[Stored data entries]
──────
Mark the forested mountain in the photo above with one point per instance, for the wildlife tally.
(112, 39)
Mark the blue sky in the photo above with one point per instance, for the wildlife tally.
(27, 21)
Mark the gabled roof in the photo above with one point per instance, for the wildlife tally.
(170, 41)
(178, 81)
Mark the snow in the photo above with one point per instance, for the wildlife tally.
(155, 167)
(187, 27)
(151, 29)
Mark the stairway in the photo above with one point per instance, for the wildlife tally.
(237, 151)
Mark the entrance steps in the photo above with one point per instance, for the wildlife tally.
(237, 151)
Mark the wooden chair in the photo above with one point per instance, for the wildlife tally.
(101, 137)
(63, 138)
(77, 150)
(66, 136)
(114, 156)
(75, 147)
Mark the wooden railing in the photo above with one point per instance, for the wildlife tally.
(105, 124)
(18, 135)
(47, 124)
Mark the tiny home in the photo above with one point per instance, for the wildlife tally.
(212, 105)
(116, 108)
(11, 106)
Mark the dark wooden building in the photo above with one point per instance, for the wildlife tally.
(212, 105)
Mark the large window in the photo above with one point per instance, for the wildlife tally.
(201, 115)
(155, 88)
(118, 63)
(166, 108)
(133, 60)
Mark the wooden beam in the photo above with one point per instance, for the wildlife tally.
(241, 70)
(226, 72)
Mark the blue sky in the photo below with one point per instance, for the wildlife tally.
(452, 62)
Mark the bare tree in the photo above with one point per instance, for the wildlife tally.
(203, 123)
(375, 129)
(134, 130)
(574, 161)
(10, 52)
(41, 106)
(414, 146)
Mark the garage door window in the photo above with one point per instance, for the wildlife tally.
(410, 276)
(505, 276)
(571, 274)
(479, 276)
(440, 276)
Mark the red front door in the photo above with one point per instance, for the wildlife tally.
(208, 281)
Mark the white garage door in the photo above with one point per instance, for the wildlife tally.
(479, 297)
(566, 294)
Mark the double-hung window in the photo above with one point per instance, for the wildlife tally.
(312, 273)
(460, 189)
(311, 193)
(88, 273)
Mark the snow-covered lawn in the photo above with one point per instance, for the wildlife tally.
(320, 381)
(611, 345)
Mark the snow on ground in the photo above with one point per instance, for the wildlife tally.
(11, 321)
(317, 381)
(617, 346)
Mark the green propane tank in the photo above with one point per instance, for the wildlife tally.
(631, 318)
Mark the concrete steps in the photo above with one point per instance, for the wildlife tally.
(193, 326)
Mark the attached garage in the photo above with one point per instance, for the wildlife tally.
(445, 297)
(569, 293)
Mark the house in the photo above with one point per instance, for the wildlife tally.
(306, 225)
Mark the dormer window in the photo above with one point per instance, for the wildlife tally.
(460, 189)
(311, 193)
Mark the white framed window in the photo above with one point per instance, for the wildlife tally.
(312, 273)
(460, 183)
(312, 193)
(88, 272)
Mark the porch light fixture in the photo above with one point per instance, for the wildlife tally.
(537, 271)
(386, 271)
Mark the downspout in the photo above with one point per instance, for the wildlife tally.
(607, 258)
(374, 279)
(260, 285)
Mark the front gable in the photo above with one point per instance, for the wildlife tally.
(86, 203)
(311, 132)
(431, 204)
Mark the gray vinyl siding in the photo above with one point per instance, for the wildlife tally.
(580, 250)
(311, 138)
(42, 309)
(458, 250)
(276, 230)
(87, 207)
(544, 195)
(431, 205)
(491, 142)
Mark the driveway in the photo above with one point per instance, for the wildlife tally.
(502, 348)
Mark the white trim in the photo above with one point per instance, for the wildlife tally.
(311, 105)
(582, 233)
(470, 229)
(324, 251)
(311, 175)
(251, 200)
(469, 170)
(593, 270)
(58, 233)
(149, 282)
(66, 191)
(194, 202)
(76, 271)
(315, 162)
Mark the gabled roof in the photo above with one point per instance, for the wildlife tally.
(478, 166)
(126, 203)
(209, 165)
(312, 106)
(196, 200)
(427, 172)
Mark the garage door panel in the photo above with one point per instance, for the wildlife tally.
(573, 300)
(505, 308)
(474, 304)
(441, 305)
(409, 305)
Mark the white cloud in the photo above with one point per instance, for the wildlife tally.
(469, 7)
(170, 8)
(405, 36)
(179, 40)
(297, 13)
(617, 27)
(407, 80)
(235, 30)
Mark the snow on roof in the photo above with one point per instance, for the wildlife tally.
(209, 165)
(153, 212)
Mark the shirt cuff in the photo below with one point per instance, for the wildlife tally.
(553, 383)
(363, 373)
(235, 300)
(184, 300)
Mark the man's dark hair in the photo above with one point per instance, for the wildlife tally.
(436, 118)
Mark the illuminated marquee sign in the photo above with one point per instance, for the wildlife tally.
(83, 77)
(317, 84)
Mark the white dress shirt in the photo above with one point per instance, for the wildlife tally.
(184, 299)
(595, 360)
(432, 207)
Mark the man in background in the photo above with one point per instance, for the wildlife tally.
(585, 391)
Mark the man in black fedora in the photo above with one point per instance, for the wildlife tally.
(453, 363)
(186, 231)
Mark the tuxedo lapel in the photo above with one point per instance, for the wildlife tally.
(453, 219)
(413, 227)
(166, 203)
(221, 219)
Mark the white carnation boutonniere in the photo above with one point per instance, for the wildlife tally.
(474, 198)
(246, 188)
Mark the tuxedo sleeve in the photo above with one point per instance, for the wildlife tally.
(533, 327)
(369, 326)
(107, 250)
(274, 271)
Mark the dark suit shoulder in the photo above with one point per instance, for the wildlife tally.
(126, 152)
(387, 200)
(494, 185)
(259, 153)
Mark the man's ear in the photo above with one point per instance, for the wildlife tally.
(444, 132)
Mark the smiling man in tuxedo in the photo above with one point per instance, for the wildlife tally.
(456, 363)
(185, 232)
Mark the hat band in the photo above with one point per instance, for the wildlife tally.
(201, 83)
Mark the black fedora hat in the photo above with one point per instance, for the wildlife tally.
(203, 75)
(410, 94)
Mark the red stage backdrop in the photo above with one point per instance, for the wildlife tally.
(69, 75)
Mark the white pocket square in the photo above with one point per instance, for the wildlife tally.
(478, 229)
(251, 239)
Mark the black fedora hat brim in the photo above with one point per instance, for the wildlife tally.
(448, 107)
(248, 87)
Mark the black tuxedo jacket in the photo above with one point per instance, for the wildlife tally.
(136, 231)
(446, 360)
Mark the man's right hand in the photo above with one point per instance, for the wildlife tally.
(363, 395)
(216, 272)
──────
TASK PROMPT: Each entry above is to be copied out exactly as written.

OUTPUT BELOW:
Mark the forested mountain in the photo above with one point per instance, for the wildlife tally.
(112, 39)
Mark the blue sky in the photo above with one point per instance, for the wildlife tally.
(27, 21)
Mark the gabled roof in the photo above with one point per instance, for the wildlife tally.
(170, 41)
(178, 81)
Mark the snow in the photo above with one point per instance, for the wildlife tally.
(155, 167)
(187, 27)
(151, 29)
Mark the stairway in the photo above with one point per instance, for the wildlife tally.
(237, 151)
Mark the entrance steps in the photo above with one point per instance, for the wildlife tally.
(237, 151)
Mark the wooden chair in the photo above with one point per instance, for the wildlife tally.
(101, 137)
(63, 138)
(77, 150)
(66, 136)
(114, 156)
(75, 147)
Mark the wooden railing in the photo above with one point per instance, for the wildlife tally.
(105, 124)
(18, 135)
(47, 124)
Mark the tiny home in the photo above with one point per instance, for the wildlife tally.
(212, 105)
(116, 108)
(11, 106)
Mark the dark wooden building in the photo above with one point per instance, for the wildlife tally.
(212, 105)
Mark the large window in the photo above with one point per instance, for the wildlife tally.
(201, 115)
(155, 88)
(118, 63)
(166, 108)
(133, 60)
Mark the wooden beam in the photo above with one point per instance, for the wildlife tally.
(241, 70)
(226, 72)
Mark the blue sky in the photo below with one point per instance, for the wildlife tally.
(452, 62)
Mark the bare tree in the photo above with one point per instance, for the wildlife tally.
(203, 123)
(375, 129)
(134, 130)
(574, 161)
(10, 52)
(41, 106)
(414, 146)
Mark the garage door window in the photo above with one point per instance, for the wildlife tally.
(410, 276)
(505, 276)
(571, 274)
(479, 276)
(440, 276)
Mark the red front door in the photo above with one point per instance, for the wildlife tally.
(208, 281)
Mark the white garage door in the photo above with one point per instance, for the wildlife tally.
(479, 297)
(566, 294)
Mark the double-hung window in the photo above with one point per instance, for the wildlife tally.
(312, 273)
(460, 189)
(311, 193)
(88, 273)
Mark the snow-covered lawn in the photo above with one point per instance, for the wildlife tally.
(320, 381)
(611, 345)
Mark the snow on ground in the photo above with one point per instance, for the wildlife tally.
(11, 321)
(317, 381)
(617, 346)
Mark the green propane tank in the photo above with one point per instance, for the wildlife tally.
(631, 318)
Mark the concrete steps in the photo above with one point per instance, for the wildlife tally.
(193, 326)
Mark the attached garage in the photo above with one point per instance, for the wildlife tally.
(445, 297)
(569, 293)
Mark the house in the photo above with one point per instance, for the wildlife tally.
(306, 225)
Mark the dormer window in the photo above with one point per instance, for the wildlife tally.
(460, 189)
(311, 193)
Mark the white framed window in the photo above with one point per instance, for the wildlife tally.
(312, 273)
(460, 183)
(312, 193)
(88, 272)
Mark the porch light fixture in the photo above with one point per instance, for the wildlife tally.
(537, 271)
(386, 271)
Mark the downspout in the photo above with one point per instance, for the wildlife tally.
(607, 258)
(374, 279)
(260, 285)
Mark the front gable in the photo above with one point per instance, for the wildlife tally.
(86, 203)
(311, 132)
(431, 204)
Mark the gray vinyl siding in the photo above with one point per instance, for the wildlife tally.
(580, 250)
(311, 138)
(42, 309)
(458, 250)
(276, 230)
(87, 207)
(544, 195)
(431, 205)
(491, 142)
Mark the driveway in the photo above with one point per instance, for the wildlife tally.
(502, 348)
Mark the white trim in the photo above with one point per instance, for the wildlife tally.
(311, 105)
(582, 233)
(470, 229)
(324, 251)
(311, 175)
(251, 200)
(469, 170)
(593, 270)
(58, 233)
(149, 282)
(66, 191)
(194, 202)
(76, 271)
(315, 162)
Mark the gabled roof in the photo above with one point per instance, for the wildlife tally.
(478, 166)
(126, 203)
(209, 165)
(312, 106)
(196, 200)
(427, 172)
Mark the garage door panel in the photo above with one point per instance, for the wildlife tally.
(573, 300)
(505, 308)
(474, 304)
(441, 305)
(409, 305)
Mark the white cloud in the photo above with one point per instance, for the wildlife tally.
(469, 7)
(170, 8)
(405, 36)
(179, 40)
(297, 13)
(617, 27)
(407, 80)
(235, 30)
Mark the snow on roof in the photo above with one point per instance, for the wildlife tally.
(209, 165)
(153, 212)
Mark the shirt cuff in the photo below with one point per instance, for the wildlife tally.
(553, 383)
(363, 373)
(235, 300)
(184, 300)
Mark the man's dark hair in the photo above with one point per instance, for the wildlife tally.
(436, 118)
Mark the illuminated marquee sign in the photo above with one point per instance, for the wildlife tally.
(83, 77)
(317, 84)
Mark the white dress shirt in the photo above with one point per instance, for the wildlife tally.
(184, 299)
(595, 360)
(432, 207)
Mark the man in background in the photo above with one point per instance, for the wildlife tally.
(585, 391)
Mark the man in black fedora in the photo above with one point per instance, for the wildlife tally.
(453, 363)
(186, 231)
Mark the tuxedo lapel in the photo above with one point per instance, for the wildlife tally.
(453, 219)
(413, 227)
(166, 203)
(221, 219)
Mark the white carnation boutonniere in the photo above with one point per instance, for the wildlife tally.
(474, 198)
(246, 188)
Mark the tuxedo sleeve in the photo above with one point per instance, for the wildlife tally.
(533, 327)
(369, 326)
(107, 250)
(274, 271)
Mark the dark suit shoulder in the photo above with one point per instance, for the wildlife tally.
(126, 152)
(387, 200)
(494, 185)
(259, 153)
Mark the man's ear in the photo above with one point per instance, for the wildlife tally.
(444, 132)
Mark the smiling man in tuxedo in the photo above with one point per instance, for the wildlife tally.
(456, 363)
(185, 232)
Mark the hat band in the photo above with one point per instance, for the wildlife tally.
(201, 83)
Mark the black fedora hat in the photo above with one point per instance, for the wildlife tally.
(203, 75)
(410, 94)
Mark the red stage backdrop in the photo above with one point per instance, for the wildlife tally.
(69, 75)
Mark the white pocket square in the photo above with one point per instance, for the wildlife tally.
(478, 229)
(251, 239)
Mark the black fedora hat brim in the photo above with one point per instance, for the wildlife tally.
(448, 107)
(248, 87)
Mark the black tuxedo jacket in the photo above with one point per instance, for the wildlife tally.
(136, 231)
(446, 360)
Mark the man's right hand in the photo above with one point per instance, for the wildlife tally.
(363, 395)
(216, 272)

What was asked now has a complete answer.